— Task input —
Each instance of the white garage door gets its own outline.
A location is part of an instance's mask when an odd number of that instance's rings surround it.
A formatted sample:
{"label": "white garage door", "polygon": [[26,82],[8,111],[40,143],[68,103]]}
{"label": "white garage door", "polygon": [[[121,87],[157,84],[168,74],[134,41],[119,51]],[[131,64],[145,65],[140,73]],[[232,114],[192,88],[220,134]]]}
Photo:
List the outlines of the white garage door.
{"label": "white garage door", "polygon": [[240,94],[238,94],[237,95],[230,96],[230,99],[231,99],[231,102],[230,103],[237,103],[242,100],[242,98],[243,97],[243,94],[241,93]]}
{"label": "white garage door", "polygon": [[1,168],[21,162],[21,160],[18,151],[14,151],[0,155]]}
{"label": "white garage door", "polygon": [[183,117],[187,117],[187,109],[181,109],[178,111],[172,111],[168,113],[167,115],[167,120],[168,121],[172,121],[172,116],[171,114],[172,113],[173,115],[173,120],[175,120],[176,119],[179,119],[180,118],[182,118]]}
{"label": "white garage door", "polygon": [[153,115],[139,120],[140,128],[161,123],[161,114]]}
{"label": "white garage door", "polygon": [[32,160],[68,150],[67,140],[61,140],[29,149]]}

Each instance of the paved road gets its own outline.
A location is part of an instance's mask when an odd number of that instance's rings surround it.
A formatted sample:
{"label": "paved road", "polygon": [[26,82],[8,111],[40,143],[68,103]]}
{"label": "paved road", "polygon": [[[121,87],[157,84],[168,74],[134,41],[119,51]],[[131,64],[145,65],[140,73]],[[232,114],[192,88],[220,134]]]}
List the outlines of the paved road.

— Exercise task —
Copy the items word for word, starting at the line that contains "Each instance of the paved" and continuing through the final line of the items.

— Written answer —
Each instance of the paved road gets its own outline.
A location is part of an instance's mask when an odd number of that instance's rings surround it.
A formatted sample:
{"label": "paved road", "polygon": [[26,82],[8,111],[40,143],[68,103]]}
{"label": "paved road", "polygon": [[[121,87],[157,84],[168,74],[134,41],[119,51]],[[131,64],[145,65],[140,73]],[[232,114],[192,88],[220,134]]]}
List the outlines of the paved road.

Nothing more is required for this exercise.